Required work:
Only the records, exactly as written, belong in the answer; pictures do not.
===== Data shown
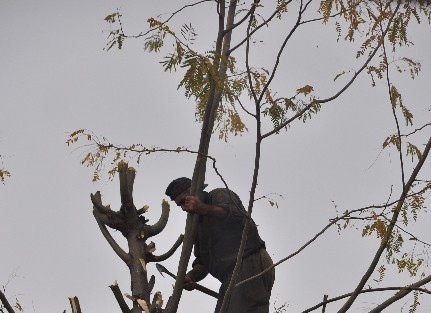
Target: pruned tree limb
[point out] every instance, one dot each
(160, 258)
(119, 297)
(161, 223)
(96, 199)
(6, 303)
(114, 245)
==========
The answer:
Target: pruned tree limb
[point out] every instance, one dot each
(160, 258)
(119, 297)
(161, 223)
(96, 199)
(6, 303)
(114, 245)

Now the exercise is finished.